▸ Exercise
From the rows below, pull out each line that contains the word "blanket" and copy it in full. Treat uppercase and lowercase as different when matching.

(Collection entries)
____
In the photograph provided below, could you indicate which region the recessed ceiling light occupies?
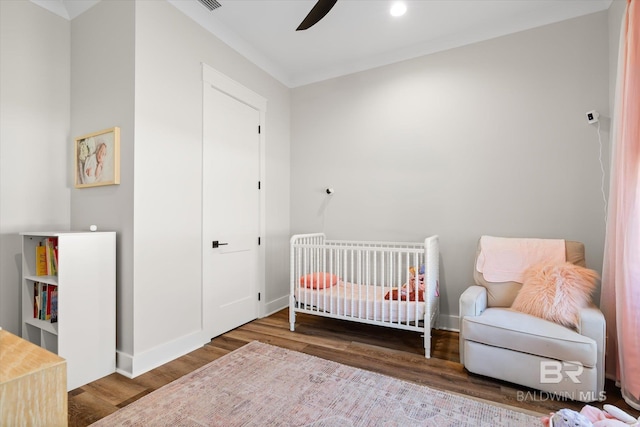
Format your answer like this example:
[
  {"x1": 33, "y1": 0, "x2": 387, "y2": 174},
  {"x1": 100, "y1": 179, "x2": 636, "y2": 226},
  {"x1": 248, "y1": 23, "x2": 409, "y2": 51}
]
[{"x1": 389, "y1": 1, "x2": 407, "y2": 16}]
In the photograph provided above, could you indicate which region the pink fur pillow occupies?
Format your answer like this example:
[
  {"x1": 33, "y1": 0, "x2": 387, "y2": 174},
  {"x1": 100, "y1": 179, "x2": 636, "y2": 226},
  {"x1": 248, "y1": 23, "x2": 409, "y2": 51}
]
[{"x1": 511, "y1": 262, "x2": 599, "y2": 329}]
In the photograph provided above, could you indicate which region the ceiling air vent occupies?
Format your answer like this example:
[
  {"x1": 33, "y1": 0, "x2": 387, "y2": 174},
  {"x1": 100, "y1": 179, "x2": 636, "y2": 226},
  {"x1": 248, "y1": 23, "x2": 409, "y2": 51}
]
[{"x1": 198, "y1": 0, "x2": 222, "y2": 12}]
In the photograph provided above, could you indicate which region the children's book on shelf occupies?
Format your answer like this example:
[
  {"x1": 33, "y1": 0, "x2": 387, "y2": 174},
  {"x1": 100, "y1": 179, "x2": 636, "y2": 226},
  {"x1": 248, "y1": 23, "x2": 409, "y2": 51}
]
[
  {"x1": 36, "y1": 243, "x2": 47, "y2": 276},
  {"x1": 33, "y1": 282, "x2": 40, "y2": 319},
  {"x1": 51, "y1": 286, "x2": 58, "y2": 323}
]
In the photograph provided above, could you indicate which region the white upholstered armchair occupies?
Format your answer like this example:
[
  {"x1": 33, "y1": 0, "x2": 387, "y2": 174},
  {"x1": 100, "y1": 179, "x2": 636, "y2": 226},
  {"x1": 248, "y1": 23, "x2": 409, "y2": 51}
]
[{"x1": 460, "y1": 236, "x2": 605, "y2": 402}]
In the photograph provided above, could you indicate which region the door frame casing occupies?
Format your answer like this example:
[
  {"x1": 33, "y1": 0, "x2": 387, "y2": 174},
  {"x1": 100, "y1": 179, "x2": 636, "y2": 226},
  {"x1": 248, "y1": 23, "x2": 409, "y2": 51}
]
[{"x1": 200, "y1": 63, "x2": 267, "y2": 332}]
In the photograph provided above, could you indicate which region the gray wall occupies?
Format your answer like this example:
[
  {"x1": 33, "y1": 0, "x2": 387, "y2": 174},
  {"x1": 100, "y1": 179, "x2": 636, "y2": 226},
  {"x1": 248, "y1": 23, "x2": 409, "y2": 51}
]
[
  {"x1": 0, "y1": 0, "x2": 71, "y2": 335},
  {"x1": 291, "y1": 12, "x2": 610, "y2": 327},
  {"x1": 71, "y1": 0, "x2": 290, "y2": 375},
  {"x1": 70, "y1": 0, "x2": 135, "y2": 362}
]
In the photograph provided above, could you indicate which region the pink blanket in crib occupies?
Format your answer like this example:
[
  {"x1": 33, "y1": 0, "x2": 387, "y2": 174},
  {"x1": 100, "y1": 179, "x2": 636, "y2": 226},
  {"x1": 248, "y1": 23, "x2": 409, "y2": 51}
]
[{"x1": 476, "y1": 236, "x2": 566, "y2": 283}]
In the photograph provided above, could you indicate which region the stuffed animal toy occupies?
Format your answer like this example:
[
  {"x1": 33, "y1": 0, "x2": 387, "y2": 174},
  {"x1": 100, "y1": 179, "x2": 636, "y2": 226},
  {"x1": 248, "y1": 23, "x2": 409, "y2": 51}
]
[
  {"x1": 384, "y1": 265, "x2": 425, "y2": 302},
  {"x1": 542, "y1": 405, "x2": 640, "y2": 427}
]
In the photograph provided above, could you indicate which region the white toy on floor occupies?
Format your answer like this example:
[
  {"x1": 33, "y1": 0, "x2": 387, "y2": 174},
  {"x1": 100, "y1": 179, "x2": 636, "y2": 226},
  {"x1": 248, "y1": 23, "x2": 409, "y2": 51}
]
[{"x1": 542, "y1": 405, "x2": 640, "y2": 427}]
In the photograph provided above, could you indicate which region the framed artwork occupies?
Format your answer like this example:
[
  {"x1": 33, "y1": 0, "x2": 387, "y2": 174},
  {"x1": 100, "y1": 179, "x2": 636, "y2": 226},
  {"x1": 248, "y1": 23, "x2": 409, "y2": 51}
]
[{"x1": 73, "y1": 127, "x2": 120, "y2": 188}]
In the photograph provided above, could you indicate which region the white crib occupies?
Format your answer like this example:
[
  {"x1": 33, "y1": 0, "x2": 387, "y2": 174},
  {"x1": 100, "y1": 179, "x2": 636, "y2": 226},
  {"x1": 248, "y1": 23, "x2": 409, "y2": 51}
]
[{"x1": 289, "y1": 233, "x2": 440, "y2": 358}]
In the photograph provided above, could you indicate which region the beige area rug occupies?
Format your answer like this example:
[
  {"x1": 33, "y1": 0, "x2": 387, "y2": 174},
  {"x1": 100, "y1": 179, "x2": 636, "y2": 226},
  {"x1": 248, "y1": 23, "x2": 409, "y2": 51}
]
[{"x1": 93, "y1": 341, "x2": 541, "y2": 427}]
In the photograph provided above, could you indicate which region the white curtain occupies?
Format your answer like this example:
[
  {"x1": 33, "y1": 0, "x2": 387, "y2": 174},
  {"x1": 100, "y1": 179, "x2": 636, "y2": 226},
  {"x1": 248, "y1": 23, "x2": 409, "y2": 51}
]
[{"x1": 600, "y1": 0, "x2": 640, "y2": 409}]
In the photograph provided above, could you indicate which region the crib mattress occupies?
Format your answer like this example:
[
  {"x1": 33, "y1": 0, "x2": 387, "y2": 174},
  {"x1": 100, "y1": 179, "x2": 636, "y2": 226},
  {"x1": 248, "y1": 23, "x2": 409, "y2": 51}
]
[{"x1": 294, "y1": 281, "x2": 425, "y2": 323}]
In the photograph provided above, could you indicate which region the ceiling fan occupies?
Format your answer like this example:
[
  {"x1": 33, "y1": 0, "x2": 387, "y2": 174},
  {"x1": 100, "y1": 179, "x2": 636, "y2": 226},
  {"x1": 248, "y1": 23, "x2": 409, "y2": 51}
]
[{"x1": 296, "y1": 0, "x2": 338, "y2": 31}]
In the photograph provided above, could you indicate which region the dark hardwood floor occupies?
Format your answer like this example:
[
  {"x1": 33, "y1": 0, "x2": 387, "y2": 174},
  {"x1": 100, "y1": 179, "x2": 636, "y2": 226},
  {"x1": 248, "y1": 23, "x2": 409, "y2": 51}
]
[{"x1": 69, "y1": 309, "x2": 640, "y2": 427}]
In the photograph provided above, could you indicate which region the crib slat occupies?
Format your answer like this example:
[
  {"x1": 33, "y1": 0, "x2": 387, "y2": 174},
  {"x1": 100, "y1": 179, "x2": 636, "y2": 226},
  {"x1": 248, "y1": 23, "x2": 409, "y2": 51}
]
[{"x1": 289, "y1": 233, "x2": 439, "y2": 357}]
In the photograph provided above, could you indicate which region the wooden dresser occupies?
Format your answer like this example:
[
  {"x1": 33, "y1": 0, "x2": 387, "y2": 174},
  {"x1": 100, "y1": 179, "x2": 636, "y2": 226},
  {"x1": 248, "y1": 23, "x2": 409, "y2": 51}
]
[{"x1": 0, "y1": 330, "x2": 67, "y2": 427}]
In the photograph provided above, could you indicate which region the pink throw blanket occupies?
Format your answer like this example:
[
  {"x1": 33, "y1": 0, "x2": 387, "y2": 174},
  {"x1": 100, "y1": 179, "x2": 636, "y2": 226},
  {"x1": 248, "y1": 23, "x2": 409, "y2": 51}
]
[{"x1": 476, "y1": 236, "x2": 566, "y2": 283}]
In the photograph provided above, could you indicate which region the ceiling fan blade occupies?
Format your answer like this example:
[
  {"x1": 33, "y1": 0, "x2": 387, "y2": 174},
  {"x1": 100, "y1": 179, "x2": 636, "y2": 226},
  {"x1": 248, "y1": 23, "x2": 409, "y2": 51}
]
[{"x1": 296, "y1": 0, "x2": 338, "y2": 31}]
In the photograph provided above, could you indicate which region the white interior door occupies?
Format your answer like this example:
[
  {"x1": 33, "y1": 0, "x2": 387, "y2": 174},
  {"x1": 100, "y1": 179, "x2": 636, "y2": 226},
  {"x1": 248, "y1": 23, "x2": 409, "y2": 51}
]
[{"x1": 203, "y1": 85, "x2": 260, "y2": 338}]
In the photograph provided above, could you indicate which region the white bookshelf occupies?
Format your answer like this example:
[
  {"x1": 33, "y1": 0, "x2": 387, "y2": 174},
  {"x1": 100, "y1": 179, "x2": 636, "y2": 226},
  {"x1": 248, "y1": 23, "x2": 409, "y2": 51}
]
[{"x1": 20, "y1": 232, "x2": 116, "y2": 390}]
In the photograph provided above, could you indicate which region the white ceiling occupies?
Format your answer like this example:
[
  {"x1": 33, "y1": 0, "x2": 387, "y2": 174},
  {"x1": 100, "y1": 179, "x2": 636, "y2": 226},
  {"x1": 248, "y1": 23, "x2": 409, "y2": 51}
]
[{"x1": 31, "y1": 0, "x2": 613, "y2": 87}]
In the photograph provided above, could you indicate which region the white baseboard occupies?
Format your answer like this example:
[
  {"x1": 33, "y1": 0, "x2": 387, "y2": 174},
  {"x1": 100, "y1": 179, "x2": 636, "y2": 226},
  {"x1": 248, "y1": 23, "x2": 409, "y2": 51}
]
[
  {"x1": 436, "y1": 314, "x2": 460, "y2": 332},
  {"x1": 116, "y1": 331, "x2": 207, "y2": 378},
  {"x1": 261, "y1": 295, "x2": 289, "y2": 317}
]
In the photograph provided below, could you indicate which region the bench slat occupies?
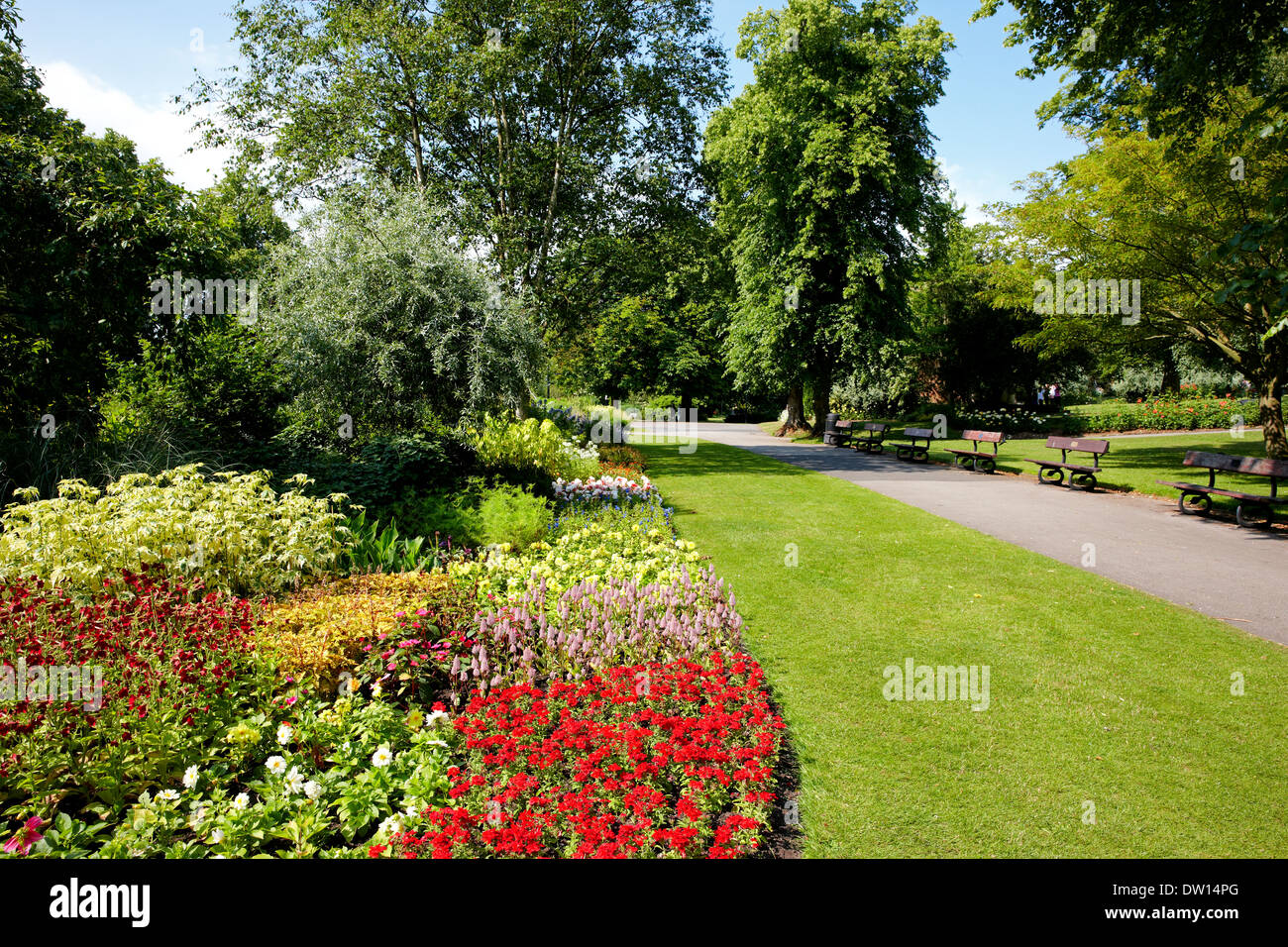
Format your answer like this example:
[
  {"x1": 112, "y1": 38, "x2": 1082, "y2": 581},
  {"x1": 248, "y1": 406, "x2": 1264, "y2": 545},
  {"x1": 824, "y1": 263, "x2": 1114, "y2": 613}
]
[{"x1": 1184, "y1": 451, "x2": 1288, "y2": 476}]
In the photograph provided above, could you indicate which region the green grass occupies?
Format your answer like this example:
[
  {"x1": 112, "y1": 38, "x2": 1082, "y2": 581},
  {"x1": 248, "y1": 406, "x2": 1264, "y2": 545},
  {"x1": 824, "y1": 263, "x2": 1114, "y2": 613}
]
[
  {"x1": 643, "y1": 442, "x2": 1288, "y2": 857},
  {"x1": 921, "y1": 430, "x2": 1270, "y2": 509}
]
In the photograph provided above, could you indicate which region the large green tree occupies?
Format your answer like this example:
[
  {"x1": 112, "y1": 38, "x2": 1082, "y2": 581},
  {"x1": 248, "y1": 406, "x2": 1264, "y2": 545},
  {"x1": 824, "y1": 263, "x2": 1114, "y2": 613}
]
[
  {"x1": 0, "y1": 0, "x2": 235, "y2": 432},
  {"x1": 705, "y1": 0, "x2": 950, "y2": 429},
  {"x1": 975, "y1": 0, "x2": 1288, "y2": 378},
  {"x1": 261, "y1": 187, "x2": 541, "y2": 442},
  {"x1": 996, "y1": 114, "x2": 1288, "y2": 458},
  {"x1": 189, "y1": 0, "x2": 726, "y2": 294}
]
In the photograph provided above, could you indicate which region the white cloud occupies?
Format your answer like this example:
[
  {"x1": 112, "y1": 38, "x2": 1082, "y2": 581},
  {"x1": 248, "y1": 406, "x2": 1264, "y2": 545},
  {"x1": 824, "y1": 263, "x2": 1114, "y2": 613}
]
[{"x1": 36, "y1": 60, "x2": 228, "y2": 191}]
____
▸ Completed task
In the photograph provided above, could you indicate which region the pink blanket in crib occupies?
In the photograph provided above, could you indicate which region the pink throw blanket occupies?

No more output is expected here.